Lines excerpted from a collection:
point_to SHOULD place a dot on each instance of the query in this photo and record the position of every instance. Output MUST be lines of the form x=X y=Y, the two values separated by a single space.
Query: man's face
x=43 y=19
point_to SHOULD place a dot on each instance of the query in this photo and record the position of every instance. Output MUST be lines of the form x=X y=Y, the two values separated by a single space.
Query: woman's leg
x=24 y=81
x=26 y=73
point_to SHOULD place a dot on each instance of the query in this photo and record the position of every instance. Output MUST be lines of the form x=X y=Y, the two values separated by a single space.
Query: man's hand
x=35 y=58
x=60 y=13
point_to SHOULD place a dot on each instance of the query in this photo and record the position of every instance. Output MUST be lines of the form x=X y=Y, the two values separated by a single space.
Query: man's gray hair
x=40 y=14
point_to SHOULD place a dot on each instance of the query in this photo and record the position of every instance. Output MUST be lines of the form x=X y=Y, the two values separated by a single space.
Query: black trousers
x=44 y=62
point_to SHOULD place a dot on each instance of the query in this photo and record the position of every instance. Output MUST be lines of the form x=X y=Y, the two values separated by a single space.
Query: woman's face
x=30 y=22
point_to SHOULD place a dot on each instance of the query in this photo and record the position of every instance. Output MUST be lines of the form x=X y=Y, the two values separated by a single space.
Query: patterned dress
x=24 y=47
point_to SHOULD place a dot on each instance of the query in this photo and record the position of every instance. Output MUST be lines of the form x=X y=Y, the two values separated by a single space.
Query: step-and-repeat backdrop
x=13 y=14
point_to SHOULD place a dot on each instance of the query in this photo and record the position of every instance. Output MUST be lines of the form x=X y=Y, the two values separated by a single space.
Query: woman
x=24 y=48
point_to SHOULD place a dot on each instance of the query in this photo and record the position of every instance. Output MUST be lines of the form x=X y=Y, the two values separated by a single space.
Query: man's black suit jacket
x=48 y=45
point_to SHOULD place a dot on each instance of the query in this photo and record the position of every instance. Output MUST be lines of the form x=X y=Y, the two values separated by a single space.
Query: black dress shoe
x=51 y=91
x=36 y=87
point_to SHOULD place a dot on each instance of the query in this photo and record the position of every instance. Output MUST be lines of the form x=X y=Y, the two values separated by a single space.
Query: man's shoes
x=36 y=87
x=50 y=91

## DIRECTIONS FOR THIS TASK
Count the lines above that contain the string "woman", treating uppercase and lowercase as different. Give only the number.

## TASK OUTPUT
3